* To do *
Reproduce the records below verbatim, from the line with "Can you see the seated" to the line with "column 398, row 162", including both of those lines.

Records supplied start

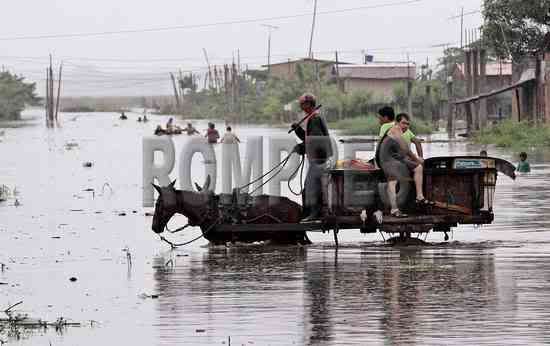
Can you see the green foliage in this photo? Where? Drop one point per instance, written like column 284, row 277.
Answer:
column 14, row 95
column 516, row 135
column 516, row 27
column 369, row 126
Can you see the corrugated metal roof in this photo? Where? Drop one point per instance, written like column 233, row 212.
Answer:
column 304, row 60
column 493, row 69
column 378, row 71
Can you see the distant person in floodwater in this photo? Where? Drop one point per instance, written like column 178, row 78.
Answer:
column 170, row 125
column 212, row 134
column 523, row 165
column 160, row 131
column 190, row 130
column 229, row 137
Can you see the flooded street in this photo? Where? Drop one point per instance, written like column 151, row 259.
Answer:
column 488, row 285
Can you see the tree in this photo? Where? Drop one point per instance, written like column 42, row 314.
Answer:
column 15, row 94
column 516, row 28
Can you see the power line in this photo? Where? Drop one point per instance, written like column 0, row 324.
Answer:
column 464, row 14
column 196, row 26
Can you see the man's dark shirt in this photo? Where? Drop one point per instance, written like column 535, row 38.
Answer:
column 317, row 148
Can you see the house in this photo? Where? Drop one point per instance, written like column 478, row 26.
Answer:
column 497, row 74
column 377, row 77
column 287, row 70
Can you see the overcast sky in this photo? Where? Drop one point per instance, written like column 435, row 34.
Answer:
column 138, row 63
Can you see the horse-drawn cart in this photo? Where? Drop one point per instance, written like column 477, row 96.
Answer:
column 462, row 188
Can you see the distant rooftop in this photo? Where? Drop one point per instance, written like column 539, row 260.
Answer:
column 379, row 70
column 493, row 69
column 305, row 60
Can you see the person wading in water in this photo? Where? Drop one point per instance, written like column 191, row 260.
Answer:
column 316, row 145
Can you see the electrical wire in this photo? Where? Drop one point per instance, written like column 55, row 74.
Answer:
column 197, row 26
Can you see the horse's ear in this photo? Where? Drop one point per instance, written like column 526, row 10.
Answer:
column 206, row 183
column 157, row 188
column 199, row 189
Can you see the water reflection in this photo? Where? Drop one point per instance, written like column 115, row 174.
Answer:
column 317, row 296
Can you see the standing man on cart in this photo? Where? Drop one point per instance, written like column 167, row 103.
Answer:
column 317, row 146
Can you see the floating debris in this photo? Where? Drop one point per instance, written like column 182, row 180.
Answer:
column 148, row 296
column 71, row 145
column 4, row 193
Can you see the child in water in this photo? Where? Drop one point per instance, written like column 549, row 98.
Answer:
column 523, row 165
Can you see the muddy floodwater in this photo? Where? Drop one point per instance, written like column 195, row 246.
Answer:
column 488, row 285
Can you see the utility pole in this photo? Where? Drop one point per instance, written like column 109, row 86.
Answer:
column 209, row 71
column 461, row 27
column 409, row 87
column 270, row 28
column 310, row 54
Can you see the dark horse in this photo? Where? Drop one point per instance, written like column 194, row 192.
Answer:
column 203, row 209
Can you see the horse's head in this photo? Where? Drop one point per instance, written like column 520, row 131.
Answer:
column 165, row 207
column 171, row 201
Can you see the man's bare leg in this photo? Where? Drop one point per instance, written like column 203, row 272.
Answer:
column 418, row 181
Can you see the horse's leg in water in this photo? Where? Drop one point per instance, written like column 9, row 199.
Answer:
column 392, row 194
column 418, row 181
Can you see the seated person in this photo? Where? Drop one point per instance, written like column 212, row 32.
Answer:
column 190, row 130
column 523, row 165
column 229, row 137
column 398, row 162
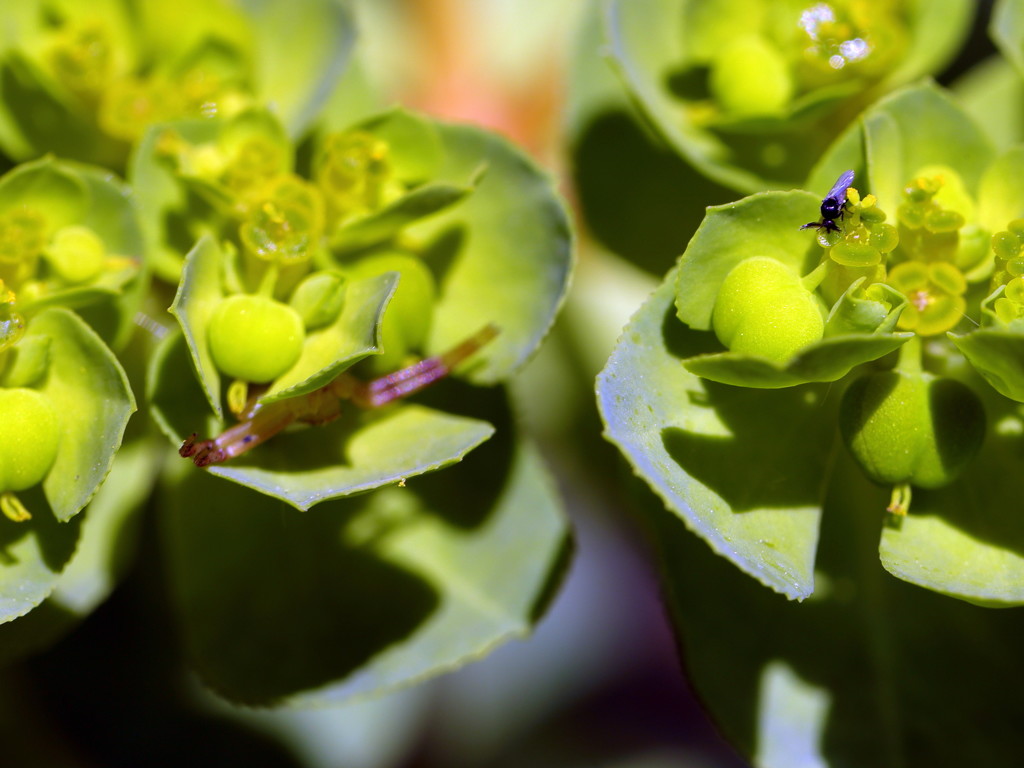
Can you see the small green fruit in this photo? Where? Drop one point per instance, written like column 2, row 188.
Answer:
column 255, row 338
column 763, row 309
column 751, row 78
column 30, row 433
column 911, row 427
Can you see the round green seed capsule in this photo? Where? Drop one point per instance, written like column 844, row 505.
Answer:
column 30, row 434
column 77, row 254
column 911, row 427
column 763, row 309
column 255, row 338
column 750, row 77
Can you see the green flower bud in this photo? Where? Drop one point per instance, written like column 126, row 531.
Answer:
column 255, row 338
column 30, row 433
column 764, row 309
column 911, row 427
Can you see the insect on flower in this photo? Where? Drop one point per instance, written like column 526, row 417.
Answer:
column 834, row 205
column 258, row 422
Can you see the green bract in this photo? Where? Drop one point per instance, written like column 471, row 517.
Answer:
column 86, row 81
column 752, row 91
column 390, row 242
column 911, row 260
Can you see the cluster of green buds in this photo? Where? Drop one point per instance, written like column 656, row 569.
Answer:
column 68, row 239
column 282, row 280
column 905, row 426
column 1008, row 275
column 761, row 58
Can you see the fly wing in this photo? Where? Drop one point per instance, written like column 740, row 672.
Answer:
column 842, row 184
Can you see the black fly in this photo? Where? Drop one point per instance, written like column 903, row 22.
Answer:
column 834, row 205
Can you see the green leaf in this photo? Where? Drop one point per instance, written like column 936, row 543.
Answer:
column 356, row 453
column 504, row 255
column 646, row 44
column 656, row 61
column 714, row 454
column 32, row 555
column 199, row 293
column 37, row 117
column 998, row 355
column 967, row 540
column 365, row 595
column 1000, row 197
column 828, row 359
column 352, row 336
column 90, row 391
column 915, row 128
column 99, row 558
column 801, row 684
column 763, row 224
column 992, row 93
column 415, row 144
column 46, row 186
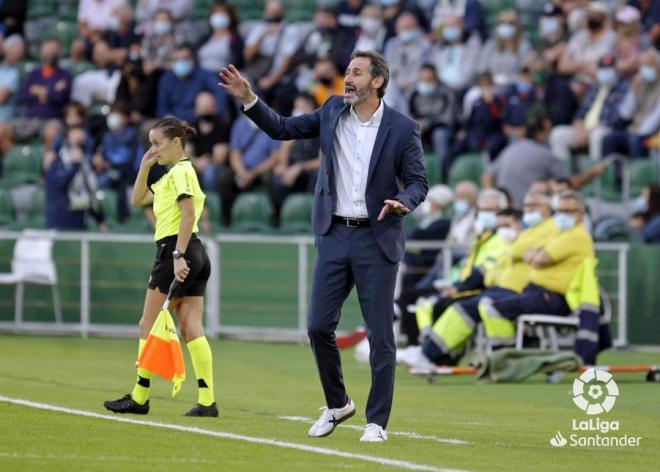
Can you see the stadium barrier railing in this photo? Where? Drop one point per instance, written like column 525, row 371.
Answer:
column 259, row 288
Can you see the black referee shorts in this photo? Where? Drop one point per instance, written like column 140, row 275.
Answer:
column 198, row 261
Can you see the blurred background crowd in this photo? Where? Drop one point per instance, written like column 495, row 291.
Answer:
column 512, row 94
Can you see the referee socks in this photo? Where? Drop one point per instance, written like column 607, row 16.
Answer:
column 200, row 353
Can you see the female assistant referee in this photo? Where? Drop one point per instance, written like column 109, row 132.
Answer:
column 177, row 203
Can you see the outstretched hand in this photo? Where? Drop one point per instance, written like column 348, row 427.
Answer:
column 393, row 206
column 235, row 84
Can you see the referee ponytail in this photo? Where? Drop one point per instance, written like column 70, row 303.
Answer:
column 175, row 128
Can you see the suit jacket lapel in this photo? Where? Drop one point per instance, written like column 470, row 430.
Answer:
column 381, row 137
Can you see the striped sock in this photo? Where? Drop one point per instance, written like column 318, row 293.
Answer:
column 200, row 352
column 141, row 390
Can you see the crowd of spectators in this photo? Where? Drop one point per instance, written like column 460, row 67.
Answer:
column 529, row 88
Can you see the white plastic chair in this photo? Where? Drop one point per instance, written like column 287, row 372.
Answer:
column 545, row 326
column 32, row 263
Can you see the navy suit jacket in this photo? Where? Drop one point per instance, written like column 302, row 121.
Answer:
column 396, row 169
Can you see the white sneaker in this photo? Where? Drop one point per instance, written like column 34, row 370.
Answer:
column 330, row 418
column 373, row 433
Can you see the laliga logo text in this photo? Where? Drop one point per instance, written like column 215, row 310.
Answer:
column 595, row 392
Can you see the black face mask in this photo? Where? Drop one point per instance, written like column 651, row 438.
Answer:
column 594, row 24
column 209, row 118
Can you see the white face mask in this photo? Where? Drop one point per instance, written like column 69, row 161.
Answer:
column 507, row 234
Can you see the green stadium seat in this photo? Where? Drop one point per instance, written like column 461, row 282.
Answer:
column 643, row 172
column 66, row 32
column 41, row 8
column 466, row 167
column 252, row 213
column 36, row 214
column 296, row 215
column 6, row 208
column 22, row 165
column 433, row 169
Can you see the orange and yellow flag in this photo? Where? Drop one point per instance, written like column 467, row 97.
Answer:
column 162, row 353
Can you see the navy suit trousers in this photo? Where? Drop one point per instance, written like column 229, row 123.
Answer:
column 347, row 257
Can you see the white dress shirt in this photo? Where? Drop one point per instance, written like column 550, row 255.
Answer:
column 354, row 143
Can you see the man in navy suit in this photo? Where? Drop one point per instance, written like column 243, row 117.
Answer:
column 372, row 174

Records supplied end

* Result of the task *
Can you see the seated person in this photo? Where? Drop one point per instance, written like column 212, row 32.
Answer:
column 190, row 130
column 523, row 165
column 229, row 137
column 398, row 162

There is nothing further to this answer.